*TASK DETAILS:* Reproduce each of the records below word for word, keeping every line unchanged and in its original order.

** START OF DATA EXTRACT **

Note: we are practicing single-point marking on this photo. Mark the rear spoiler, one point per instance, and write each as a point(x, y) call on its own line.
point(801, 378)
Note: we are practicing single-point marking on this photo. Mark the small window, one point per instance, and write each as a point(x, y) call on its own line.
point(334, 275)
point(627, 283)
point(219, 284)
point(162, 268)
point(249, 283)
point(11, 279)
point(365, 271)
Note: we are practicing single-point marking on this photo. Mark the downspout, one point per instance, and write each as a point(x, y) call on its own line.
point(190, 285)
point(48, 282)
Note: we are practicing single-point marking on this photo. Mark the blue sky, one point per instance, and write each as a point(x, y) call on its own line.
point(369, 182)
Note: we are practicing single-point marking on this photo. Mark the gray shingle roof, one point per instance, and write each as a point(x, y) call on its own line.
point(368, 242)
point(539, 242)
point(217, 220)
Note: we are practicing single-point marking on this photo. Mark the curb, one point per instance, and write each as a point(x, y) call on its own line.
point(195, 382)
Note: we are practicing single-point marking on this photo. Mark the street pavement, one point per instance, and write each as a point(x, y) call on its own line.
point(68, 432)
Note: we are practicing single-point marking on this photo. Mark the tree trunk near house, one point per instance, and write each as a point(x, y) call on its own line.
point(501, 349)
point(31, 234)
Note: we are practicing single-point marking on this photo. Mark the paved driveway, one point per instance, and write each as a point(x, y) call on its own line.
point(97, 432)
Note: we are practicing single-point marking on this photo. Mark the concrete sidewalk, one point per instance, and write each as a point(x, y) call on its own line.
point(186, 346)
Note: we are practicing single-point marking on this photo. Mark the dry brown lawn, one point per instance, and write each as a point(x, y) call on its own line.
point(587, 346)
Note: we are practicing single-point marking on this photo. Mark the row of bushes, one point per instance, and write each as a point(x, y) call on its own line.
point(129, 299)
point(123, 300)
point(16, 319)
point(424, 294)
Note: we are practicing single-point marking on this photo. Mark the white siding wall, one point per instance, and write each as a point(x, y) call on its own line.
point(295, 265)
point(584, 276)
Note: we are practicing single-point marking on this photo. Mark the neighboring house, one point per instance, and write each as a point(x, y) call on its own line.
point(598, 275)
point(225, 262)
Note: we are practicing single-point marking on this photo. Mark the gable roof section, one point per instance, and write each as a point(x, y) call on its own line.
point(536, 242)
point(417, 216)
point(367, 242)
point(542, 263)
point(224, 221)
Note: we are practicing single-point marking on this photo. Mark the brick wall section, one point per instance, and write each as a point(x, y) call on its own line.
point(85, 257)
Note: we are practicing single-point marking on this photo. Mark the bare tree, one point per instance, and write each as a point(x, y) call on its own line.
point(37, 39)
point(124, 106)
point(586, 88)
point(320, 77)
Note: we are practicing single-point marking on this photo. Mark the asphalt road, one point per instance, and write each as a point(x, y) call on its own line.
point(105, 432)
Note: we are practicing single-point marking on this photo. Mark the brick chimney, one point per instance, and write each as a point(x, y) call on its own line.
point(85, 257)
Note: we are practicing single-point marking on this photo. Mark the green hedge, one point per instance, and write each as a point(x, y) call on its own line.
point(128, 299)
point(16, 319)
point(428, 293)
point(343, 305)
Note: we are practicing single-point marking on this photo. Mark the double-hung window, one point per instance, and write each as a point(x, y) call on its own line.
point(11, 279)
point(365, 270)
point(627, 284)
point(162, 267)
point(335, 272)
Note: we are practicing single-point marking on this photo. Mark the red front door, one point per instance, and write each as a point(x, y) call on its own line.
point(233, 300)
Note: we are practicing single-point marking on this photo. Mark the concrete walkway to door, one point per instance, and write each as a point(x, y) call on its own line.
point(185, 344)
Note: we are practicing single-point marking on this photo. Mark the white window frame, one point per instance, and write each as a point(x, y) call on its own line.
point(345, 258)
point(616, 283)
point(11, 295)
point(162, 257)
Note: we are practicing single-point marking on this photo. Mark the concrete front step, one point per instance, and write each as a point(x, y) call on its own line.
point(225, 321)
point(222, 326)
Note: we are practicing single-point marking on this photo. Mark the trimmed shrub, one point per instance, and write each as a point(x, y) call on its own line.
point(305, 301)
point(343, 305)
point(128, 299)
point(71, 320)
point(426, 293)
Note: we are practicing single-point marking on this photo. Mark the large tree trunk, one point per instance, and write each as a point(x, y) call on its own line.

** END OF DATA EXTRACT **

*EXPECTED OUTPUT:*
Note: we are practicing single-point marking on this photo. Mark the rear spoiler, one point per instance, and write each as a point(x, y) call on its own line.
point(801, 378)
Note: we are practicing single-point marking on this photo. Mark the small window, one point per instance, and write each as a point(x, y) call on its own line.
point(334, 275)
point(627, 283)
point(219, 284)
point(162, 268)
point(249, 283)
point(11, 279)
point(365, 271)
Note: we are practicing single-point marking on this photo. Mark the downspout, one point per instance, and write each as a point(x, y) call on its own line.
point(190, 285)
point(48, 282)
Note: we are practicing single-point marking on this photo. Mark the blue sky, one point per instance, and write each as a point(x, y) call on its own line.
point(369, 182)
Note: we are practicing single-point marking on this photo. Mark the gray shingle roof, one point per instance, and write each as a point(x, y) call on its own line.
point(368, 242)
point(539, 242)
point(217, 220)
Note: we are practicing single-point marking on this photo. Mark the curb, one point per instance, and write each as a point(x, y) call on its own line.
point(195, 382)
Note: we are practicing single-point marking on this photo. Mark the street pavement, one point per instance, and write each as a point(x, y) call on its own line.
point(68, 432)
Note: we are practicing single-point marking on this photo. Mark the tree trunk near house, one point per instance, and write each as a point(x, y) call on its own line.
point(501, 349)
point(31, 234)
Note: we are practicing single-point marking on this photo. Mark the paved driveway, one point per instance, and write each as a point(x, y) call on its own line.
point(97, 432)
Note: we are practicing single-point marking on this photo. Mark the concrete sidewalk, one point per instance, and write each as a point(x, y) call on its own line.
point(186, 346)
Note: we are practicing single-point marking on this photo. Mark the dry brown lawn, one point per instance, and write each as a point(x, y) call on its own line.
point(587, 346)
Note: we are practicing single-point marking on this photo. Mark the row of bushes, one point per instance, and write each as a point(x, y) call on its own line.
point(129, 299)
point(123, 300)
point(16, 319)
point(424, 294)
Note: we are practicing single-point marking on this photo. Mark the white siding wall, one point per instance, and write each as a point(x, y) call on its own line.
point(295, 265)
point(584, 276)
Note: we are practicing single-point marking on this photo. Mark the neighboring house, one point per instance, and write each as a point(x, y) call on its own line.
point(598, 275)
point(225, 262)
Note: we are practicing single-point marking on this photo. Mark the gable roof section, one point per instance, and write each as a point(x, y) call on its own line.
point(536, 242)
point(417, 216)
point(367, 242)
point(542, 263)
point(224, 221)
Note: we are practicing single-point marking on this photo. Mark the brick wall section, one point per instance, and write each as a point(x, y) call on its own line.
point(85, 257)
Note: we are practicing single-point marking on this photo. Mark the bare tree, one point per instance, and write each as a point(x, y) call on its own line.
point(37, 39)
point(124, 106)
point(586, 88)
point(320, 77)
Note: we are practicing single-point marking on this photo. Mark the asphalt road, one point per instance, and write each as a point(x, y) call on its own line.
point(105, 432)
Note: we are practicing single-point marking on this photo. Mark the brick chimney, one point per instance, and write each as a point(x, y) call on its own line.
point(85, 257)
Note: we are practicing single-point marking on this photo. Mark the green hedge, one point per instance, and write each as a point(x, y) call on its own line.
point(128, 299)
point(16, 319)
point(428, 293)
point(343, 305)
Note: we are practicing single-point marking on this photo. Mark the double-hung window, one point per instance, and write each as a point(x, y) call on its own line.
point(11, 279)
point(365, 270)
point(627, 284)
point(162, 267)
point(335, 272)
Note: we are practicing single-point marking on this photo. Mark the red front door, one point per instance, and write each as a point(x, y) call on its own line.
point(233, 300)
Note: we are practicing single-point marking on this photo. Mark the concrete walkway to door, one point per instance, and write each as a point(x, y) call on its own line.
point(185, 344)
Note: we are practicing single-point marking on this photo. Mark the white window frame, one point per instance, and write each as a point(x, y) call on its own line.
point(345, 258)
point(616, 283)
point(11, 295)
point(162, 257)
Note: we are practicing single-point marking on this photo. Mark the concrete front step, one point per instance, and write each as a point(x, y) call on its own line.
point(225, 321)
point(222, 326)
Note: we are practicing single-point marking on this photo. Mark the trimmed shrub, one point per instance, and write each as a point(x, y) call on its own line.
point(305, 301)
point(343, 305)
point(128, 299)
point(71, 320)
point(426, 293)
Note: we are practicing single-point marking on this photo. Mark the large tree trunk, one point per instance, and write each as a point(x, y) call on its own line.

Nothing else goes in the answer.